[Excerpt from a dataset]
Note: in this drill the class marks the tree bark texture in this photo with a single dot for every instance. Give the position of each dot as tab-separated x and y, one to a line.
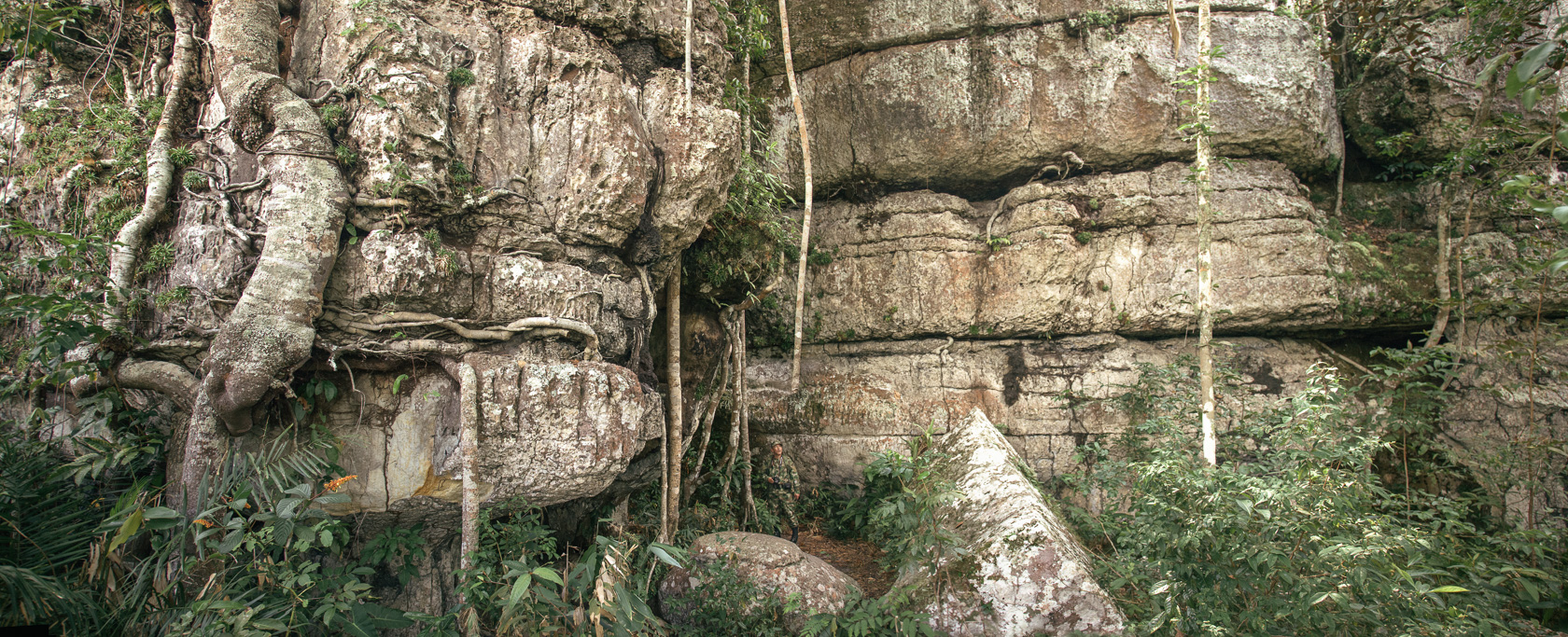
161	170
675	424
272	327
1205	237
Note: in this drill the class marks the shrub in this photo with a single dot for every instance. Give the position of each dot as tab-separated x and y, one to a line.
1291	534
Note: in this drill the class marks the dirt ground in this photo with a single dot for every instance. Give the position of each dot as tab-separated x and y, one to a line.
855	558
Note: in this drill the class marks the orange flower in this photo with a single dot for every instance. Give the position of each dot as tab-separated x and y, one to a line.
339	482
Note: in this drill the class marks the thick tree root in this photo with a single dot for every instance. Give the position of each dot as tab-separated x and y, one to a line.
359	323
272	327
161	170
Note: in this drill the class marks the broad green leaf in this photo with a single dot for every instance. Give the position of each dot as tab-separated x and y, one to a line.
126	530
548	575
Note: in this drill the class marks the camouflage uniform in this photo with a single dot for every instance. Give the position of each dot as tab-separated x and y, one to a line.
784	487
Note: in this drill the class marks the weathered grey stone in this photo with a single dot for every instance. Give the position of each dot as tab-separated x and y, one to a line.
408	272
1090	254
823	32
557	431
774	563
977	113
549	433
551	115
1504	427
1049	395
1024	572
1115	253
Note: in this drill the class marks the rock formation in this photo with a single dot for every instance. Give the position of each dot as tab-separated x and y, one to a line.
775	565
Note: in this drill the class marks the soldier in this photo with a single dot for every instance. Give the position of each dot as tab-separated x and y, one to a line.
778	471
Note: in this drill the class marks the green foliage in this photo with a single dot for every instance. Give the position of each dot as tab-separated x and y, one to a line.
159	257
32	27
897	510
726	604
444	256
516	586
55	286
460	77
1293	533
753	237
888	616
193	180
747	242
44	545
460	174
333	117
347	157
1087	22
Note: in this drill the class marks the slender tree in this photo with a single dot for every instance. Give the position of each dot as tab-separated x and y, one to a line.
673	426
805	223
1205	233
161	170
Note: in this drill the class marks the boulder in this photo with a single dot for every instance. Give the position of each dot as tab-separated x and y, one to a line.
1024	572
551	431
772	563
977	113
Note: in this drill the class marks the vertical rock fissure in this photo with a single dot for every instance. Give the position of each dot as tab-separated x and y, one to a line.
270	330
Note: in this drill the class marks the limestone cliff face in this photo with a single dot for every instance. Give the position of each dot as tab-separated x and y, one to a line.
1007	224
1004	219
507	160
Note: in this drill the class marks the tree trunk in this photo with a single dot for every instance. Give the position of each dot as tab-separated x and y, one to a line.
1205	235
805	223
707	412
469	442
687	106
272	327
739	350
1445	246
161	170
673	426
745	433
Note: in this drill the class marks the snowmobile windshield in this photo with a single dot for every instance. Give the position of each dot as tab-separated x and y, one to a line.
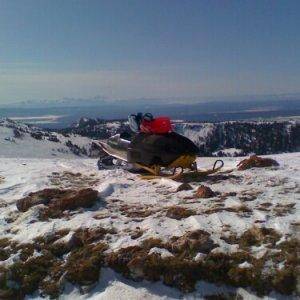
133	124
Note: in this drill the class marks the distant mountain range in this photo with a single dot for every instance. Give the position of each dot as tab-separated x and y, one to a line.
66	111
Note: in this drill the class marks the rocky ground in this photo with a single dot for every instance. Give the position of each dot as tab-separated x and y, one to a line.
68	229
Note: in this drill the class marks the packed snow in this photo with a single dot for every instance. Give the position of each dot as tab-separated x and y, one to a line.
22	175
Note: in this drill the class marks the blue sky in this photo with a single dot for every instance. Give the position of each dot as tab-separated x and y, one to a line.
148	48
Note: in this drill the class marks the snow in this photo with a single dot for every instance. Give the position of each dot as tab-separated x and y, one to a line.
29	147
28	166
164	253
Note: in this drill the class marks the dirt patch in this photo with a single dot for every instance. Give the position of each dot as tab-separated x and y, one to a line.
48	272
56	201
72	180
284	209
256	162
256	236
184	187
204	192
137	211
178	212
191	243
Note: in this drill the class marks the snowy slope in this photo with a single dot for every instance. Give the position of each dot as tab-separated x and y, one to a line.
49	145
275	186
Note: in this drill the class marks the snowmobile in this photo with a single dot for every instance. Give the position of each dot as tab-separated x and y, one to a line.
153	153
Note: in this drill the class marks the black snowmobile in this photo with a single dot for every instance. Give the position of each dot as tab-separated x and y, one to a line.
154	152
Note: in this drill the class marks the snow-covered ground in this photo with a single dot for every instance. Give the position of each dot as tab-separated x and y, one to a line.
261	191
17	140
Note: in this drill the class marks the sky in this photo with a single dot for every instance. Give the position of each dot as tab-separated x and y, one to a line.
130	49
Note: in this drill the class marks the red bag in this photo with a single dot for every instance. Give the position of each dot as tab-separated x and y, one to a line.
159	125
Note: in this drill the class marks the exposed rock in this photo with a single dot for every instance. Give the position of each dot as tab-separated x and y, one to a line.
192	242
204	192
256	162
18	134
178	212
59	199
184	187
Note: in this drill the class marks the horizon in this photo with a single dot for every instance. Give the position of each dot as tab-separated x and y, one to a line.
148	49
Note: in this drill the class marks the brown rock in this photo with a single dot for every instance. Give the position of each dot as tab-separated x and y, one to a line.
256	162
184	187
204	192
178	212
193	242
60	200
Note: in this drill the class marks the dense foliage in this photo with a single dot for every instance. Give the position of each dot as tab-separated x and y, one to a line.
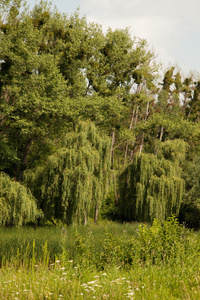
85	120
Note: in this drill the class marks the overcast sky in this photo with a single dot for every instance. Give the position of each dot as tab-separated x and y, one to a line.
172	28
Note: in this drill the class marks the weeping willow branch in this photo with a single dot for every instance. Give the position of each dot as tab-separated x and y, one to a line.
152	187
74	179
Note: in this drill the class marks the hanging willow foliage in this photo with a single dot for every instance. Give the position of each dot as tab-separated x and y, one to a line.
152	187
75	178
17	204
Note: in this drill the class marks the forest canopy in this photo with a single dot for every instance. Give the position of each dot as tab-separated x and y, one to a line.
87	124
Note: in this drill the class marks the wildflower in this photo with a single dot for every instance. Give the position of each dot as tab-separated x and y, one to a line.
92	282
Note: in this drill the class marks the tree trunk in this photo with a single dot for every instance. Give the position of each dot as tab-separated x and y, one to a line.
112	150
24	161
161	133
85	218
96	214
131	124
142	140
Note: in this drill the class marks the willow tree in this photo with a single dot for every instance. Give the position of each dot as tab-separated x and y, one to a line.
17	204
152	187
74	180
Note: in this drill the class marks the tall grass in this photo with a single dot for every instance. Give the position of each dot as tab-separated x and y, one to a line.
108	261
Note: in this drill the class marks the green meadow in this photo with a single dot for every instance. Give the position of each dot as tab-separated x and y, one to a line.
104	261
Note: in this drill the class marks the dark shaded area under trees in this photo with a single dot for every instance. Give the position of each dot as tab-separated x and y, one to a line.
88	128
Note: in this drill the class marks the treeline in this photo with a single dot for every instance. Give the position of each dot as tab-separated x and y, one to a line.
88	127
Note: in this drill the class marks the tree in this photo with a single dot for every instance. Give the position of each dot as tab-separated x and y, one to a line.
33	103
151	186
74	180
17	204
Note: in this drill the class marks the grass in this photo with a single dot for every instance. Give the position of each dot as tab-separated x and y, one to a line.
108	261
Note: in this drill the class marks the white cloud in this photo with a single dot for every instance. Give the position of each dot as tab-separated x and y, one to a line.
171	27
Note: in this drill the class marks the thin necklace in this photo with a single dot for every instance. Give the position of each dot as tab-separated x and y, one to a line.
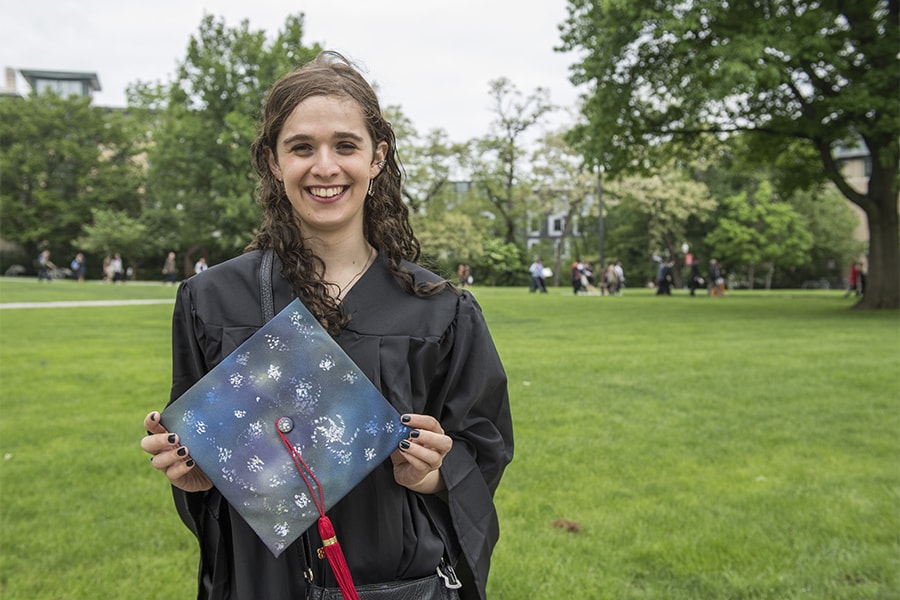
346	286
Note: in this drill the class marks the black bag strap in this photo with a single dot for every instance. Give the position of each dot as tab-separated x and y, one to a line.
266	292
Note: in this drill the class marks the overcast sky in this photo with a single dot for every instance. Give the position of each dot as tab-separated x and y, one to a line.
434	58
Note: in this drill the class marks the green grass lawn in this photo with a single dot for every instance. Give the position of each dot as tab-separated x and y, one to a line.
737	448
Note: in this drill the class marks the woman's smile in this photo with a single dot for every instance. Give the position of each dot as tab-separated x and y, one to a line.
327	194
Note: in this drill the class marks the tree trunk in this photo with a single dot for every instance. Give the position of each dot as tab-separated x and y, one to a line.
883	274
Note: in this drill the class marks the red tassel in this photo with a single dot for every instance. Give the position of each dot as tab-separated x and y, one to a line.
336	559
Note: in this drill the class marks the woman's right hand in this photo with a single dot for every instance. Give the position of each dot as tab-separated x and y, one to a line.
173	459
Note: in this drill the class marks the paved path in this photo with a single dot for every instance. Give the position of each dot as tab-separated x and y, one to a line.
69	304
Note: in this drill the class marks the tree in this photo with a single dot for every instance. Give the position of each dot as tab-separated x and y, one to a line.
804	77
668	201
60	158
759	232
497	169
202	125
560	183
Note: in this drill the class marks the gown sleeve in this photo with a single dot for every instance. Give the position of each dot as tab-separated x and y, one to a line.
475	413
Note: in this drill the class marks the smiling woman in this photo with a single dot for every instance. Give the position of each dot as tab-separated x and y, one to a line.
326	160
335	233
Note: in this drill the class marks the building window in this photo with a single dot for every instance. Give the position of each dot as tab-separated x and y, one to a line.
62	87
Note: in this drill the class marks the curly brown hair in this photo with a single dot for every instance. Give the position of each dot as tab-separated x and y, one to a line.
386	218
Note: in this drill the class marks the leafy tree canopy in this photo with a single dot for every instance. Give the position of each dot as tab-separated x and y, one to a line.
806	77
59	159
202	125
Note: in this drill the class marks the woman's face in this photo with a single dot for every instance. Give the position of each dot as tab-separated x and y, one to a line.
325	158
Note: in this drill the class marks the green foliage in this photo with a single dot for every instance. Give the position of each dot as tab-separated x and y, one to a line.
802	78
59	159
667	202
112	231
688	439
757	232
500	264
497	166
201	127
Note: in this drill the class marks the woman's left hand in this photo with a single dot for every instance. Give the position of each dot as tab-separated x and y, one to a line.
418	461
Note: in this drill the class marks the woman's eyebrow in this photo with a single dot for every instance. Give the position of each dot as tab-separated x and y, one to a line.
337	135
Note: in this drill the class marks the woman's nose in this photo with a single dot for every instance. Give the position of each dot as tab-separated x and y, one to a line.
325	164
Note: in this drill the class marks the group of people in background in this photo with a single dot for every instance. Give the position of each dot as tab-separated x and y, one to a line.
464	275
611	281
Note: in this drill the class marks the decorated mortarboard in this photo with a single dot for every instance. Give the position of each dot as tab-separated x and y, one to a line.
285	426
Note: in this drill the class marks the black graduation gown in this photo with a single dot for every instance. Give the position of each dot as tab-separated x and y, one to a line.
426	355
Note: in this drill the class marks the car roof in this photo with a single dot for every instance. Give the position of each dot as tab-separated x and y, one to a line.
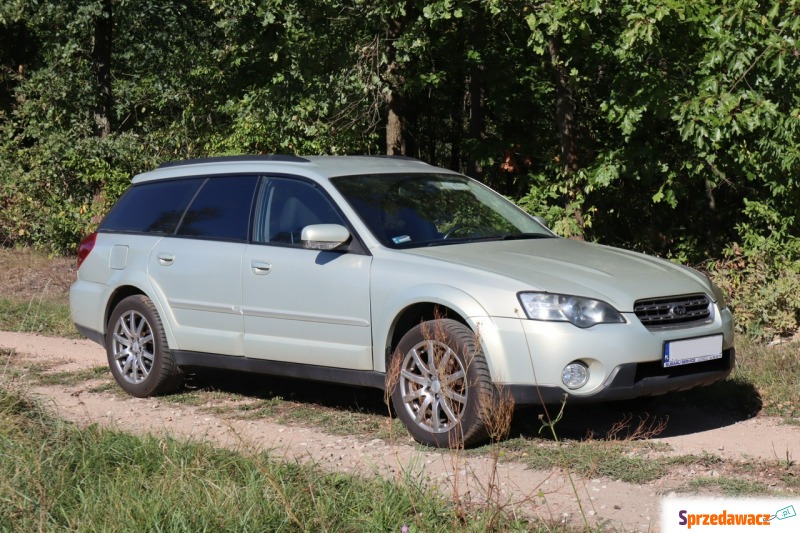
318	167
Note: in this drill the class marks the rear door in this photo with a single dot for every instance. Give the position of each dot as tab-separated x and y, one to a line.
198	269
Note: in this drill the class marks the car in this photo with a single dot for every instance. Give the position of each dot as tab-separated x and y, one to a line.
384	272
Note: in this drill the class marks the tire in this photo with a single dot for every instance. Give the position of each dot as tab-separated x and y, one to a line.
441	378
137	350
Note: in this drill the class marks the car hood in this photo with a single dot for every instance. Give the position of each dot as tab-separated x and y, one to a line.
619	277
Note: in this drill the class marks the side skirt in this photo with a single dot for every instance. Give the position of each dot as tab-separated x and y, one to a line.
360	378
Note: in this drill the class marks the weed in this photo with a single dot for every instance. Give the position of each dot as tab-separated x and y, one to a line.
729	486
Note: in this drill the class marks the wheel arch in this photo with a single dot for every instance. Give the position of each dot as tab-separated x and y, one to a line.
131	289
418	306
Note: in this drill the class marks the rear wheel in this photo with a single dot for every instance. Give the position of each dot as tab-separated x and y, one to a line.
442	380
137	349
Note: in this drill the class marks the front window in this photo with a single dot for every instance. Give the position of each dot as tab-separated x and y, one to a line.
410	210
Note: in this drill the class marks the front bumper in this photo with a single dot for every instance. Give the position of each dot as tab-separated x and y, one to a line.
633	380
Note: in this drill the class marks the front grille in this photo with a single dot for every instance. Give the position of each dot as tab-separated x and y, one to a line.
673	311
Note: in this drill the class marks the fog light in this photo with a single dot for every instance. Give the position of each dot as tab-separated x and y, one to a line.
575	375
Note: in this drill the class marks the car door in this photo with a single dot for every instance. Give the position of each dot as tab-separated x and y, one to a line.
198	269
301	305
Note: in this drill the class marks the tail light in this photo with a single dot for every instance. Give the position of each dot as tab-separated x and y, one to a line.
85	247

**REQUIRED TASK**
Repeat exactly the lines from the line containing "Note: in this drill the class marks the wheel" through the last line of the records above, including both, and nothing else.

**EXERCISE SOLUTION**
Note: in this drill the class marks the wheel arch in this photo with a single dot for every instance. Give the position of each dot as tab-separated x and y, one to a line.
131	289
418	306
Note: in this drill the class marks the rear wheel in this photo with a single dot for every instance. Give the position of each dot as tab-separated x and y, one to a line.
442	380
137	349
Note: in this drill the class marks the front window in this photo with a single dot for every instance. Give the position of each dot as tab-separated x and y, one to a line.
410	210
Note: in this drill the class marks the front bumper in this photo with a single dot for every instance. Give the position of each dot as tab-separated x and y, one to a line.
633	380
Note: in this drill the class marks the front grille in this photo with a single dot for every instance. Give the position of each dot as tab-separated x and y, one to a line.
673	311
Note: in this drill the class marks the fog light in this photo with a single dot for every instance. Give the position of each dot as tab-separated x and y, one to a line.
575	375
Note: in this drill the class marks the car door in this photo with a single dot for every instance. Give the position of each dot as tab-separated x and y, one to a line.
198	269
301	305
Note: in this drill the class marks the tail light in this photo with a single dot for every instance. Give the position of each dot as tab-separated x and y, one to a line.
85	247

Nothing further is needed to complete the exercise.